§ Description of the task: Copy out word for word the entries from the line with "One point goes on each instance of the grass, as" to the line with "Target: horse ear", both of those lines included.

§ Data records:
----

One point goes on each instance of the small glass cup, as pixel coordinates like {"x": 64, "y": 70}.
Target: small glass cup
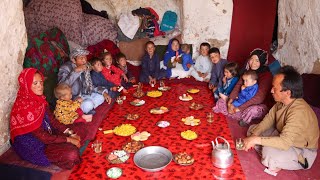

----

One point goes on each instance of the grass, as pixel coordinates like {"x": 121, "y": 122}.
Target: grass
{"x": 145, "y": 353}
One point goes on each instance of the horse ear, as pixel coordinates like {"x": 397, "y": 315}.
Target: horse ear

----

§ Finished exercise:
One point goes on each instance of the grass, as pixel coordinates like {"x": 121, "y": 122}.
Target: grass
{"x": 145, "y": 353}
One point goes on each instance of the horse ear, as pixel coordinates like {"x": 397, "y": 315}.
Target: horse ear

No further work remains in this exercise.